_Provided text_
--- --- ---

51930-imperfect-love-quotes

on saturday night one of the ladies in the other dept noted that she remembered that becky bought me a cupcake and it had writing on it. the young lady who recently got promoted to supervisor we’ll call her gerry was in fact there that day, her coworker mary – aka crazy vibes – wrote on that cake although gerry didn’t exactly remember.

part of me could take this to mean something. that is well if i’m not a very important part of her work life let’s say then what happened last year was quickly forgotten. it happens often enough especially when i make the wrong move then someone is mad at me. then for a minute the relationship goes cold or that person needs an excuse anyway.

gerry i’ve been led to believe is in her 30s and outside of my race. for some reason i’ve had my eye on her, but unsure how to approach. in fact, i alluded to her in “awkward” a while ago an unsolicited friend request from someone who used to work at our store “professed” his love for her and she accepted a date with him.

physically she’s not perfect, but decent. she doesn’t seem like the friendliest person in the world – she’s not mean or anything – perhaps temperament wise she’s similar to me. although i’ve always imagined myself with a more extroverted person at least as a wife, but this isn’t about marriage it’s about getting to know these women before i even get to that step.

i suggested she finds me on fb and perhaps i’ll make it easier for her. we have mutual friends including becky so it may not be a tough sell. perhaps the next time i see her i’ll give her the e-mail address to find me and see what happens. or more likely since we do have several mutual friends i’ll just have to do the manly thing and aggressively add her to see what happens.

either way the reason i gave was i learned on that evening that her birthday is fairly close to mine. so that means we’re both sagittarius…hmmmm.

--- --- ---

_Extracted information_

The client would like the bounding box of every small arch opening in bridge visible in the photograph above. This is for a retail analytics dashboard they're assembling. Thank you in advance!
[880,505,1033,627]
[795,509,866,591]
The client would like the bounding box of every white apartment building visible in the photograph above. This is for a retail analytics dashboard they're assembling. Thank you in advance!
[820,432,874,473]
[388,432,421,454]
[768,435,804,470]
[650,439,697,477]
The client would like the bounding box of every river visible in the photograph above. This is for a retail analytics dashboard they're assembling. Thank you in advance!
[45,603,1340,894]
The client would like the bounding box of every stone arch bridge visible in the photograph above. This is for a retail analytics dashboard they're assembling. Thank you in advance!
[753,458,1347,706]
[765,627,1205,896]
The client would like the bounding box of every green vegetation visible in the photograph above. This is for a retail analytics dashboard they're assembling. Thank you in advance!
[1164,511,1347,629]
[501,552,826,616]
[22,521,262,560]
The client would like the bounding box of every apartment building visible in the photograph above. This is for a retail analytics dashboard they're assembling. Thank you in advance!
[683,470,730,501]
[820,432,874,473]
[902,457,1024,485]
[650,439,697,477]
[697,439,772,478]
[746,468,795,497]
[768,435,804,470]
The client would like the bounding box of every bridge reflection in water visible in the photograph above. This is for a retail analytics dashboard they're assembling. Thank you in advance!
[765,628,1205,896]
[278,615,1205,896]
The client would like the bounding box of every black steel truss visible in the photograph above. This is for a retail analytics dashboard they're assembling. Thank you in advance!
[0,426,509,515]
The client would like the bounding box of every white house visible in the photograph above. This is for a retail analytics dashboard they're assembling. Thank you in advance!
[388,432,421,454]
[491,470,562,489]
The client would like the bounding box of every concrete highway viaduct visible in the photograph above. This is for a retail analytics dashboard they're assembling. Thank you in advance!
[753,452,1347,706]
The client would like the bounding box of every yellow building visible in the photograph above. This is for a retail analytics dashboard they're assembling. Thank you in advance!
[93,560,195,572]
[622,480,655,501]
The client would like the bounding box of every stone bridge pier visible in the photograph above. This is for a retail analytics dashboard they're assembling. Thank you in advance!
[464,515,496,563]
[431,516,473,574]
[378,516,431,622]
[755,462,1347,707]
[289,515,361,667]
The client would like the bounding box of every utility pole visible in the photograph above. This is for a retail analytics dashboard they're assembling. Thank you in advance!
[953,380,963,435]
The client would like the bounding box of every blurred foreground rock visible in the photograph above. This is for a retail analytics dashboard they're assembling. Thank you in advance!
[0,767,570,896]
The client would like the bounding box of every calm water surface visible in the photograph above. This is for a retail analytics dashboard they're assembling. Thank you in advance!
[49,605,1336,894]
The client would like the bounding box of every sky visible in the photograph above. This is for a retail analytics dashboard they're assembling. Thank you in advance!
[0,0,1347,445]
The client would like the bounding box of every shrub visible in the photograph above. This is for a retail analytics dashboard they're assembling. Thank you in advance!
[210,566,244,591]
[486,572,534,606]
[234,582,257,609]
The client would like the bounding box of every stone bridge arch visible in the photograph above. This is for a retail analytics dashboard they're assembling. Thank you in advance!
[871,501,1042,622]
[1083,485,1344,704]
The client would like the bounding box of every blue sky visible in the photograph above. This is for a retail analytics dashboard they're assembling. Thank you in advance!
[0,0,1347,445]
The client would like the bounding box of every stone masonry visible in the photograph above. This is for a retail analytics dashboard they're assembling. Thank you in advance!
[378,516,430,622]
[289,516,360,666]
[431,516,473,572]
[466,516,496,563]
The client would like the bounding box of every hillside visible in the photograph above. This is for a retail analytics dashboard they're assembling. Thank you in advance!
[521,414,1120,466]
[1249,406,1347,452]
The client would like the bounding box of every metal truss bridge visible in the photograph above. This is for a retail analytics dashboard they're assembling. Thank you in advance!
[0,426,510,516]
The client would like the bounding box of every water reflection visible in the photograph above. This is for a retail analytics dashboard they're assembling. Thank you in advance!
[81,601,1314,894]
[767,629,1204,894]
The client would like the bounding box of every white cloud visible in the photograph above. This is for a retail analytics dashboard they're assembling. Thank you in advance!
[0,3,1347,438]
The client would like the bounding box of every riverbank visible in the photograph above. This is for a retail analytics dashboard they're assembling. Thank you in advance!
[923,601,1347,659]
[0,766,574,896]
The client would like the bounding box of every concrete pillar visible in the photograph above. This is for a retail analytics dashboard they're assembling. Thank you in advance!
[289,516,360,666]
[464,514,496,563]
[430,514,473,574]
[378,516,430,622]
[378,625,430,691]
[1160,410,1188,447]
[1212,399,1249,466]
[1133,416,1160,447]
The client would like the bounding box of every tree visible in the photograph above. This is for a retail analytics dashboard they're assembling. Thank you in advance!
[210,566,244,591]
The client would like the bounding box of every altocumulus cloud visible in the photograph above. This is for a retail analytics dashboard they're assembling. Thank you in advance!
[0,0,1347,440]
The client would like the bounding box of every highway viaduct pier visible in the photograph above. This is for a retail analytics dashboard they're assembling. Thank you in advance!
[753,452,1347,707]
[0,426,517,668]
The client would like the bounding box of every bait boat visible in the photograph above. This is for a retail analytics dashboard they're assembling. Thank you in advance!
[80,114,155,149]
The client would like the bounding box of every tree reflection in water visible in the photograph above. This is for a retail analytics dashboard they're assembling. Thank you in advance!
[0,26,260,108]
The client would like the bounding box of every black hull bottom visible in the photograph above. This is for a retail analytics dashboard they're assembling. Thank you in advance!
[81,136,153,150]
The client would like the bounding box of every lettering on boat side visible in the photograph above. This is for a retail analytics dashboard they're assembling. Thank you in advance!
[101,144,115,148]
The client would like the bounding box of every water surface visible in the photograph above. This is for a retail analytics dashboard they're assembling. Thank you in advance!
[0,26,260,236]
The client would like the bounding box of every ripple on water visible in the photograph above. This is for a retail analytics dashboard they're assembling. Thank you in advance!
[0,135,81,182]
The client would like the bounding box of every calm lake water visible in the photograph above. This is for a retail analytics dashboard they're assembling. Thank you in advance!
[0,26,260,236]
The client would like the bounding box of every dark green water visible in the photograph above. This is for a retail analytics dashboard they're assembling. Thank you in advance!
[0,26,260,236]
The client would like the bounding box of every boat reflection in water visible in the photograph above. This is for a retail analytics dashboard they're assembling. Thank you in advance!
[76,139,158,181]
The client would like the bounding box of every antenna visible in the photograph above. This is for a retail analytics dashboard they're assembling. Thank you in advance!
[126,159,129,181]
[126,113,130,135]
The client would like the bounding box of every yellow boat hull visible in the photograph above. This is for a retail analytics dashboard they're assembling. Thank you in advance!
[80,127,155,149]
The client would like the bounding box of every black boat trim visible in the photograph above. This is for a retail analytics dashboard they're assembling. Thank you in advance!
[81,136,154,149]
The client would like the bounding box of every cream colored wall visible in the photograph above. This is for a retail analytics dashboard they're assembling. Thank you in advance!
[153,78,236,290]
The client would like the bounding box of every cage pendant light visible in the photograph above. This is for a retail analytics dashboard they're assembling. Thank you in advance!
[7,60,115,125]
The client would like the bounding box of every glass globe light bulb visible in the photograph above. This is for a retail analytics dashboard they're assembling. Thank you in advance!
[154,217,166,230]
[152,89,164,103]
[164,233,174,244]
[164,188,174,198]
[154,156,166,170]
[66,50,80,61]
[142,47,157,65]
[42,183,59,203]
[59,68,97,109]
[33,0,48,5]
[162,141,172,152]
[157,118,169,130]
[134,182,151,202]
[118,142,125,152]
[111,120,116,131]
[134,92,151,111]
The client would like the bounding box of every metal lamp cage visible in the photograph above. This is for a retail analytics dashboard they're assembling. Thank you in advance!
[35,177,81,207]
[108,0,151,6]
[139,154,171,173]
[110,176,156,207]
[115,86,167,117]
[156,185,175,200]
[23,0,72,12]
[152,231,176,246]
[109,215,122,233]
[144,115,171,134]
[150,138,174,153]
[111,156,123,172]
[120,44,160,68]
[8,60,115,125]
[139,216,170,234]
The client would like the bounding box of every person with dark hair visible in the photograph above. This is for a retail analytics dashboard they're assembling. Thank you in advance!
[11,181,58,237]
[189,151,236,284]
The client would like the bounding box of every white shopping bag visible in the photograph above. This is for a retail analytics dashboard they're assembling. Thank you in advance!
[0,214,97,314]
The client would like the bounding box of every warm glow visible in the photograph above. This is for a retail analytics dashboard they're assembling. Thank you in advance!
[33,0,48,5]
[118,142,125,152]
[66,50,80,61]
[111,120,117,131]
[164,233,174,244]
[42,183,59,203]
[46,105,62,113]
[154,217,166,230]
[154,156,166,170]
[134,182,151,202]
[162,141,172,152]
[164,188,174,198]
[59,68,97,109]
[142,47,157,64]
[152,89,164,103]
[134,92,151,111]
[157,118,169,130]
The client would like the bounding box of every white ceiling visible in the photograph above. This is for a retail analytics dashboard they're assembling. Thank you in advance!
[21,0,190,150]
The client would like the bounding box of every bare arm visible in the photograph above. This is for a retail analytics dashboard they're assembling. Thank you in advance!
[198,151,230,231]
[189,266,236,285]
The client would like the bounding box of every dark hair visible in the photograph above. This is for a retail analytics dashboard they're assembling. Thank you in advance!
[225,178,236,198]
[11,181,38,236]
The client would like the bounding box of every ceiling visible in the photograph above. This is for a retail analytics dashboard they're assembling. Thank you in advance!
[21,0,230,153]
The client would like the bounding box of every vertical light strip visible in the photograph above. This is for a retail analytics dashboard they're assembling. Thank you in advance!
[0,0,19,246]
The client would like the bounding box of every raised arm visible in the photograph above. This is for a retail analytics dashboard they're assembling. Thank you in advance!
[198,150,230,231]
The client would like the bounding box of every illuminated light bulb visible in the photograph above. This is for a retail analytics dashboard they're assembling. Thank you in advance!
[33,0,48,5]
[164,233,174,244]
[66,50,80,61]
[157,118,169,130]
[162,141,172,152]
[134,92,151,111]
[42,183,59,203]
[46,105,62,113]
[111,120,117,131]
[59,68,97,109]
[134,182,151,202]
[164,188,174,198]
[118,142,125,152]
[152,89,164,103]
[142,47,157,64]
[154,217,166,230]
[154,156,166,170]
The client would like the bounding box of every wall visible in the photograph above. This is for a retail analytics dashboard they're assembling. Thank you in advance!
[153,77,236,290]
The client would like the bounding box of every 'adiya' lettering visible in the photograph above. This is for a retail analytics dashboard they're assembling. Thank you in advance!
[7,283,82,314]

--- --- ---

_Job 1_
Check each statement against the blog post and answer yes or no for each, quoting the words from the blog post that decide it. (a) Gerry recently became a supervisor. (b) Gerry's birthday is far from the writer's. (c) Gerry clearly remembered the cupcake.
_Job 2_
According to the blog post, who wrote on the cupcake that Becky bought?
_Job 3_
Reproduce the passage of the blog post between "physically she’s not" and "to that step.", inclusive, replacing "extroverted" with "outgoing".

_Worked answer 1_
(a) Yes: "the young lady who recently got promoted to supervisor we’ll call her gerry"
(b) No: "her birthday is fairly close to mine"
(c) No: "although gerry didn’t exactly remember"

_Worked answer 2_
Gerry's coworker Mary, also called "crazy vibes," wrote on it.

_Worked answer 3_
physically she’s not perfect, but decent. she doesn’t seem like the friendliest person in the world – she’s not mean or anything – perhaps temperament wise she’s similar to me. although i’ve always imagined myself with a more outgoing person at least as a wife, but this isn’t about marriage it’s about getting to know these women before i even get to that step.